▸ Given instruction
List each line in the records below that contains the word "receives". Case counts.

▸ Extracted data

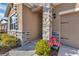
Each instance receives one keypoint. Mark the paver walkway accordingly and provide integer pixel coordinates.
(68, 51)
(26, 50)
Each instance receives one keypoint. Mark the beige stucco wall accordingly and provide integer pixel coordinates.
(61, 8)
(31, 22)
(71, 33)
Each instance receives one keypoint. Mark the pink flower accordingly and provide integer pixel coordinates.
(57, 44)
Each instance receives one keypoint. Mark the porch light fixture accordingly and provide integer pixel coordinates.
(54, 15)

--

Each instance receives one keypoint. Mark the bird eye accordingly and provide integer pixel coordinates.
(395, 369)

▸ Answer to the task
Each instance receives one keypoint. Mark the paver walkway accordingly and provide integer pixel coordinates.
Each instance receives one keypoint. Mark the beige stucco wall accordingly and provide integer pixel coordinates.
Each instance receives one keypoint. Mark the pink flower accordingly and provide integer pixel coordinates.
Each instance receives one keypoint. Mark the porch light fixture accordingly and provide integer pixel coordinates.
Each instance receives one keypoint. Mark the bird eye accordingly and provide integer pixel coordinates.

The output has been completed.